------ ENTRIES PROVIDED

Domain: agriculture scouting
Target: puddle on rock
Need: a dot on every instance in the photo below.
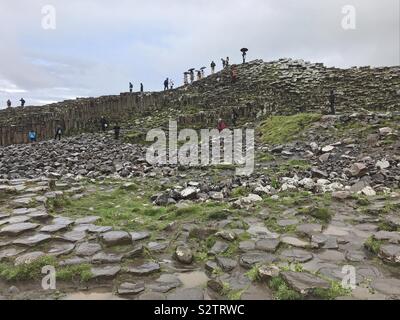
(193, 279)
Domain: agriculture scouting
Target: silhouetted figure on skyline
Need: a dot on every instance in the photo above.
(332, 100)
(213, 65)
(58, 133)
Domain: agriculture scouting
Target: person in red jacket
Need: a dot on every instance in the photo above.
(221, 125)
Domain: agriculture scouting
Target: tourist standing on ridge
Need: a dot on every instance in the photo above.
(221, 125)
(234, 117)
(32, 136)
(213, 65)
(58, 133)
(104, 123)
(233, 73)
(191, 76)
(117, 130)
(332, 99)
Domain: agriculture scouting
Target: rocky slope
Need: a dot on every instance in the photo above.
(324, 196)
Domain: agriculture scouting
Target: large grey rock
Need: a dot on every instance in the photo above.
(17, 228)
(248, 260)
(33, 240)
(303, 282)
(113, 238)
(144, 269)
(105, 272)
(87, 249)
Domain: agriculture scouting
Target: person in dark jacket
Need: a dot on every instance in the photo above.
(58, 133)
(103, 123)
(117, 130)
(213, 65)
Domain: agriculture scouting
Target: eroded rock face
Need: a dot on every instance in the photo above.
(303, 282)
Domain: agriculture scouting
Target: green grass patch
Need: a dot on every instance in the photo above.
(373, 245)
(282, 291)
(33, 271)
(283, 129)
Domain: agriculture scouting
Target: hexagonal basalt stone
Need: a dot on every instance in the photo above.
(303, 282)
(114, 238)
(87, 249)
(144, 269)
(127, 288)
(60, 248)
(18, 228)
(248, 260)
(296, 255)
(53, 228)
(103, 257)
(73, 236)
(105, 272)
(268, 245)
(28, 258)
(10, 252)
(87, 220)
(33, 240)
(141, 235)
(226, 264)
(390, 253)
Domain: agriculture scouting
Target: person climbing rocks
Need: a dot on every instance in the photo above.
(213, 65)
(58, 133)
(117, 130)
(104, 123)
(191, 76)
(234, 117)
(32, 136)
(221, 125)
(332, 99)
(233, 74)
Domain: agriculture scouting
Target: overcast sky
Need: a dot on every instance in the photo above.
(98, 46)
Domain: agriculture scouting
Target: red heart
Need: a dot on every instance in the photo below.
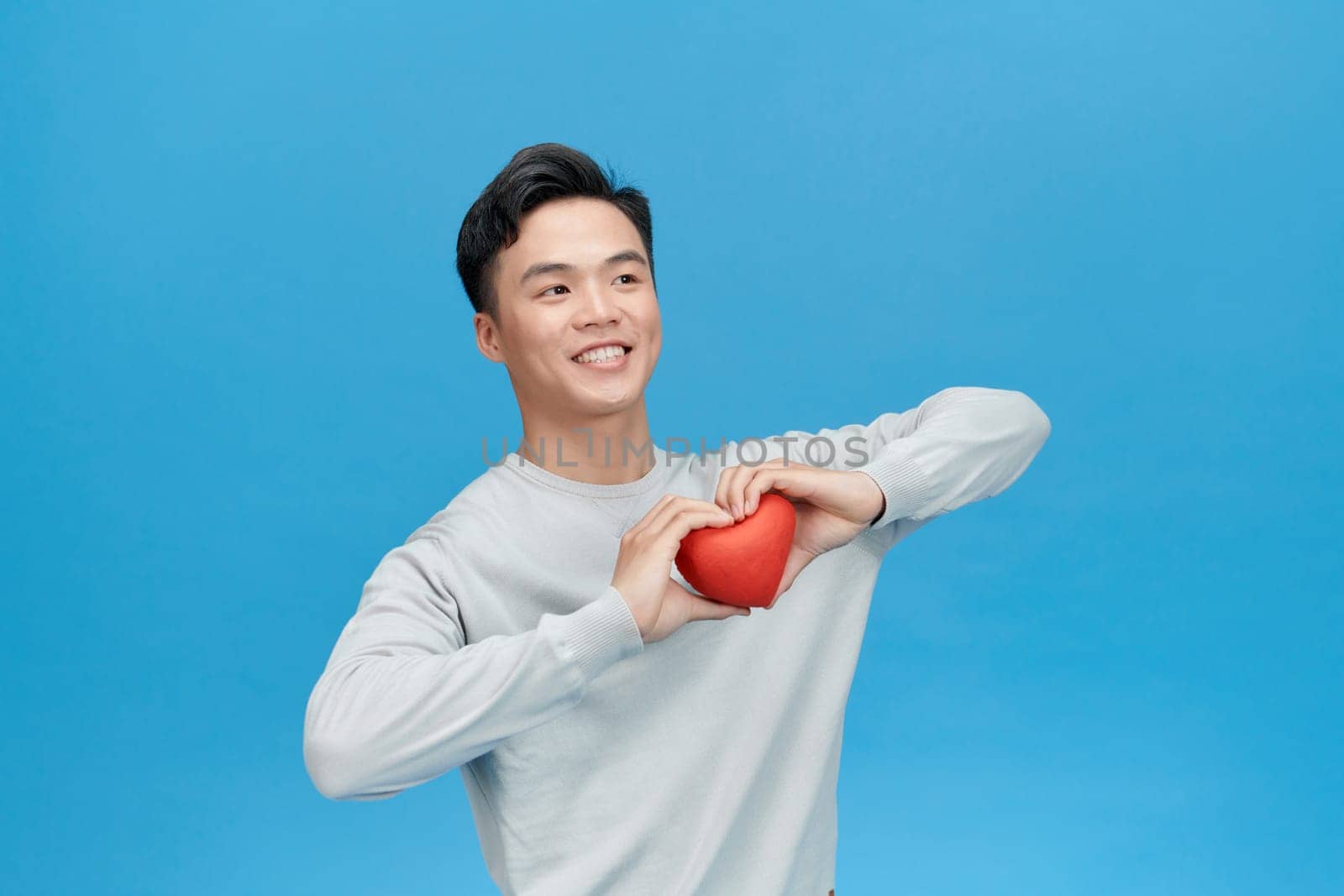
(743, 563)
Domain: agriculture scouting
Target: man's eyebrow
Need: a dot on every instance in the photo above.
(549, 268)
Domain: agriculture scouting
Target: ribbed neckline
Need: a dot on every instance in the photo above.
(656, 474)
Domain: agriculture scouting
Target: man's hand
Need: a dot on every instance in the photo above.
(832, 506)
(659, 604)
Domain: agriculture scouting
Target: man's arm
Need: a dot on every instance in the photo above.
(405, 699)
(960, 445)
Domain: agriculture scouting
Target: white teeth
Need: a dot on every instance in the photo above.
(604, 354)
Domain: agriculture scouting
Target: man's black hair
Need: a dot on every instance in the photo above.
(535, 175)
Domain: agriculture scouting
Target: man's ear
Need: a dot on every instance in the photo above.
(487, 336)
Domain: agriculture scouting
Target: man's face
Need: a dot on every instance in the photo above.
(548, 317)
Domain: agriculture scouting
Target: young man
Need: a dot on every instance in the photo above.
(534, 633)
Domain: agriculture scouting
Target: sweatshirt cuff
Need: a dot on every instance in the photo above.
(902, 483)
(601, 633)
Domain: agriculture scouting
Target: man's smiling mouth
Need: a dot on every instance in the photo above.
(604, 355)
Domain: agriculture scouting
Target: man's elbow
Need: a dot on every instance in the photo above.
(335, 772)
(1034, 419)
(327, 766)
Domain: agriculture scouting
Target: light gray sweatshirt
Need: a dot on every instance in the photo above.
(492, 642)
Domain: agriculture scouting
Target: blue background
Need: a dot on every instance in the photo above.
(239, 369)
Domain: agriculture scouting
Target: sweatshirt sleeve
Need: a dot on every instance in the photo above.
(960, 445)
(405, 699)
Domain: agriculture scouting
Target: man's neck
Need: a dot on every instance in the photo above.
(611, 450)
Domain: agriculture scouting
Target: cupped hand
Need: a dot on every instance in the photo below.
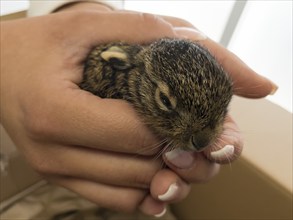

------------

**TO DO**
Filter the material above and copy out every line that contains the word "sweatshirt".

**ANSWER TO THIS PROBLEM**
Target: sweatshirt cuff
Target: light gray sweatshirt
Target: sweatshirt sleeve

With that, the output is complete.